Data from a data collection:
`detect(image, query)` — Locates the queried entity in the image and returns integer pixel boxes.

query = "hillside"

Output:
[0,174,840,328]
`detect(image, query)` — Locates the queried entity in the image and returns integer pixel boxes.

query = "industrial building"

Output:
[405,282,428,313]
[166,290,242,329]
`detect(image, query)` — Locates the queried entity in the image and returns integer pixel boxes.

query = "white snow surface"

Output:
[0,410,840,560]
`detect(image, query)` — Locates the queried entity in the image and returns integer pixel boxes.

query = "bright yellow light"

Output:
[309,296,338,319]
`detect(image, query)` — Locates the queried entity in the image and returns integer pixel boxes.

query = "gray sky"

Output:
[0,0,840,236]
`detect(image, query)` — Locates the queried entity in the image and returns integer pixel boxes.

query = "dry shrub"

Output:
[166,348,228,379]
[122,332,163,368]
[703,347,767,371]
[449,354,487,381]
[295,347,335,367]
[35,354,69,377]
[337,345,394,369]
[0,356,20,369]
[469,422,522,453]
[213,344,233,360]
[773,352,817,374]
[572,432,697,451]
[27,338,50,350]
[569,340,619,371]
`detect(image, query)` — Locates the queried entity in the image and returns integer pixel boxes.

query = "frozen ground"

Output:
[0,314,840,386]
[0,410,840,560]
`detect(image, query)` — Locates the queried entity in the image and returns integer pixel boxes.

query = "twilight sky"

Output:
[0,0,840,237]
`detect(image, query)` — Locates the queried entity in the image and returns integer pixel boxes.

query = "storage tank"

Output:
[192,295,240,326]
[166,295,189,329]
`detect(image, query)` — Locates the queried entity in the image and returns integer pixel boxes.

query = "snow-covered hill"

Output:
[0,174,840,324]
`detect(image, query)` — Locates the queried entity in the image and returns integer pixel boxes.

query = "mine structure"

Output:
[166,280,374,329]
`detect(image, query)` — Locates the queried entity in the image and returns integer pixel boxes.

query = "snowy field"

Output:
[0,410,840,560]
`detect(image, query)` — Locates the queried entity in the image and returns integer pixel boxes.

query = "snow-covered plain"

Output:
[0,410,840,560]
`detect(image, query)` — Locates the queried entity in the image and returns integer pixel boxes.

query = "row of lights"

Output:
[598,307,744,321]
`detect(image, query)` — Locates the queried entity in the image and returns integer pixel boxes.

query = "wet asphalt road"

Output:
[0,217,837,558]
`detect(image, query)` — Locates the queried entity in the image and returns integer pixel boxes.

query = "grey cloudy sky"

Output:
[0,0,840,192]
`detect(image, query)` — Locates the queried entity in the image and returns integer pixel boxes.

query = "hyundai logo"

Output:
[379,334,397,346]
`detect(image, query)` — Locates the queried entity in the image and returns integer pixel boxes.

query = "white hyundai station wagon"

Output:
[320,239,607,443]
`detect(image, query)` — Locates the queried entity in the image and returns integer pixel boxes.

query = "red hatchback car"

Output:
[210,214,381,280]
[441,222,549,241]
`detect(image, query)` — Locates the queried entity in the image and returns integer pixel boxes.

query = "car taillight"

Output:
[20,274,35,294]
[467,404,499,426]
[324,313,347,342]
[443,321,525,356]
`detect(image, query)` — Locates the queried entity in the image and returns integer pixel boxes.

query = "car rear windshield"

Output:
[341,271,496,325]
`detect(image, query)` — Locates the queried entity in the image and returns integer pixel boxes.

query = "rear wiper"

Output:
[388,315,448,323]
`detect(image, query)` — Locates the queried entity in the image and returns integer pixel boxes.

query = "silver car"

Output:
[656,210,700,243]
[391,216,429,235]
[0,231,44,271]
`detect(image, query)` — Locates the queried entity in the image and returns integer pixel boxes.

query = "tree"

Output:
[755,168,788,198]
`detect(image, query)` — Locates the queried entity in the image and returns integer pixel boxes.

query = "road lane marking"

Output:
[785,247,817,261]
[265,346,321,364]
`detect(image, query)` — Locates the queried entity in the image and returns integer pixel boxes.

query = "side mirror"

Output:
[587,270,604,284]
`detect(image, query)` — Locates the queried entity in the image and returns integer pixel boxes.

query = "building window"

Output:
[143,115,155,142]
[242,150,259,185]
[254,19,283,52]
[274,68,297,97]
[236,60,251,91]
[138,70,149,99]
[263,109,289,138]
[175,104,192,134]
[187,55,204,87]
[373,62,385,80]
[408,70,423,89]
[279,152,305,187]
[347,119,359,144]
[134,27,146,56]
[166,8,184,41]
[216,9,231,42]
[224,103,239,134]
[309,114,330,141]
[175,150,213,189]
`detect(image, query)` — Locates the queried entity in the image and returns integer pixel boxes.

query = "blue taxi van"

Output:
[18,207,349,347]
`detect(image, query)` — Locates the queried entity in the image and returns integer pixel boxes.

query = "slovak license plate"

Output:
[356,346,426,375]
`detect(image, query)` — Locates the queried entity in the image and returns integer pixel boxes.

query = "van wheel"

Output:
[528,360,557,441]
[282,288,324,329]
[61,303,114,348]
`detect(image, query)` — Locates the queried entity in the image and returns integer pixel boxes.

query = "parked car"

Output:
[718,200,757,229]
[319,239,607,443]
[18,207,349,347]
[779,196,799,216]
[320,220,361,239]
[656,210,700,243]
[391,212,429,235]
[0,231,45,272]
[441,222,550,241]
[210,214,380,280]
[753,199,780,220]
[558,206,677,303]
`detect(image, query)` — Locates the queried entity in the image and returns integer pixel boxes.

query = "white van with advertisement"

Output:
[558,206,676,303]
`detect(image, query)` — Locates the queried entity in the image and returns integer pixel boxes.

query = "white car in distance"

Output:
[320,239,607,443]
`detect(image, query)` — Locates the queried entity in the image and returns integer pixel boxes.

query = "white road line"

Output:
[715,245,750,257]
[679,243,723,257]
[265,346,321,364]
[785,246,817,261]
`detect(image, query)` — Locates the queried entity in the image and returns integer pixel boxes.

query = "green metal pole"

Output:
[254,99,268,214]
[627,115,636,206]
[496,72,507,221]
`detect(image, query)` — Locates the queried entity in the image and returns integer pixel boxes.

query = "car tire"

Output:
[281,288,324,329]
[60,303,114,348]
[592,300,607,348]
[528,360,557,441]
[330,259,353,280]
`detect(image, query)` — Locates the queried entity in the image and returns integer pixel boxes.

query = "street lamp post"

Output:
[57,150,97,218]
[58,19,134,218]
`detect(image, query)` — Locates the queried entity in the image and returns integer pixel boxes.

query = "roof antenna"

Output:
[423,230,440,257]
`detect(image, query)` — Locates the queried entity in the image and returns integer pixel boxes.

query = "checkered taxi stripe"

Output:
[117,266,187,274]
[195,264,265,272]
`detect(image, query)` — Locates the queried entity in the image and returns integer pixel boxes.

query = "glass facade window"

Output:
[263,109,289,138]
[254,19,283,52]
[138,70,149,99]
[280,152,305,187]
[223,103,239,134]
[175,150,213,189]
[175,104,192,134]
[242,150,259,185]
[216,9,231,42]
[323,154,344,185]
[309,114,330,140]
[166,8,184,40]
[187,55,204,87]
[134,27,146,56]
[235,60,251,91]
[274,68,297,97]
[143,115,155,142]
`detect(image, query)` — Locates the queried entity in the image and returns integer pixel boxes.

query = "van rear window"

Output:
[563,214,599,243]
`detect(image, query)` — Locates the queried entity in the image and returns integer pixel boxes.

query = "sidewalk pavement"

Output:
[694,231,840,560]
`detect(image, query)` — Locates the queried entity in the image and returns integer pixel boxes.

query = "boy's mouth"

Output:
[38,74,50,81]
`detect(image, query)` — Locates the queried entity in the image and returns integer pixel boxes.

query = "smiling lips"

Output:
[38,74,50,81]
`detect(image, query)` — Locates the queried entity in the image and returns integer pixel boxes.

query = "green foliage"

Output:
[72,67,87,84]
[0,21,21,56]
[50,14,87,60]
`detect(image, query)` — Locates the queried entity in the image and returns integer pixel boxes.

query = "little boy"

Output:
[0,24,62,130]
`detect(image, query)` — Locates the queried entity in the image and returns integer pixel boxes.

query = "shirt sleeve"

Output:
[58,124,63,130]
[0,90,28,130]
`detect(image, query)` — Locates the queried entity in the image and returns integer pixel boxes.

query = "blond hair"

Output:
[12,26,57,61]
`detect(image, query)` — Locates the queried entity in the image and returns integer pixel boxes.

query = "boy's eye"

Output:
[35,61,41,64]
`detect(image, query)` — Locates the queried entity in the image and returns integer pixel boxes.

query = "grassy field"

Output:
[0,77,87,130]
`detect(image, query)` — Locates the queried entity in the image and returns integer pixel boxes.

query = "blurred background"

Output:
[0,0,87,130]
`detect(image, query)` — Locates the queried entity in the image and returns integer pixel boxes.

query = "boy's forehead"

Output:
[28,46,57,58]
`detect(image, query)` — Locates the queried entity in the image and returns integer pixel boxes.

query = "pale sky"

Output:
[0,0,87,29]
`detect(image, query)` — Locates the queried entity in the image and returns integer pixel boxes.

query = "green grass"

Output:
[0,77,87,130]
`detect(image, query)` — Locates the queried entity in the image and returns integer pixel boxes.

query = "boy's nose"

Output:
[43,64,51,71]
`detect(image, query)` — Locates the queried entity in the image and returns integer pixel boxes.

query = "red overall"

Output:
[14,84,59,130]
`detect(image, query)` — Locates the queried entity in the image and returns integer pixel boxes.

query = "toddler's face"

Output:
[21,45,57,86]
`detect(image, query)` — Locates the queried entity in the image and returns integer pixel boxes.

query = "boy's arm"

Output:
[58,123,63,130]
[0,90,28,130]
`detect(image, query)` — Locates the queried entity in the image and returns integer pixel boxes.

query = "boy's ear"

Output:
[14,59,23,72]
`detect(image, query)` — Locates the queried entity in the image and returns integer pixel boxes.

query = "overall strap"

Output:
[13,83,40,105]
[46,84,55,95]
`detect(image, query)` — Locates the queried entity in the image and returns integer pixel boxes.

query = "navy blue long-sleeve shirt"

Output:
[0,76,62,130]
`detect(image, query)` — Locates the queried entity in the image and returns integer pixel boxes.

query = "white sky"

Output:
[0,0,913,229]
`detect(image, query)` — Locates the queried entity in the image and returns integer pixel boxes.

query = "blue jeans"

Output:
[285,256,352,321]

EXERCISE AIM. Please recast the data as a two-column CSV headed text and answer. Pair each text with its answer on one row, and put each in its own quoted field with line breaks changed to spaces. Begin at the start of the data and stop after the line that contains "[0,0,840,236]".

SOLUTION FOR THIS TASK.
text,answer
"`detect(image, query)` — Locates the queried entity in the image and returns integer pixel boxes. query = ""hillside"" Output:","[0,174,840,328]"
"`detect(image, query)` — Locates the queried entity in the image and returns integer pixel boxes. query = ""industrial building"" Output:","[405,282,428,313] [166,290,242,329]"
"`detect(image, query)` — Locates the queried entity in the image and returns integer pixel boxes. query = ""white snow surface"" Output:","[0,410,840,560]"
"`detect(image, query)` — Locates the queried entity in the image and returns integer pixel boxes. query = ""bright yellow light"" Output:","[309,296,338,319]"
"`detect(image, query)` — Locates the queried entity in the image and returns integer pixel boxes. query = ""gray sky"" Output:","[0,0,840,236]"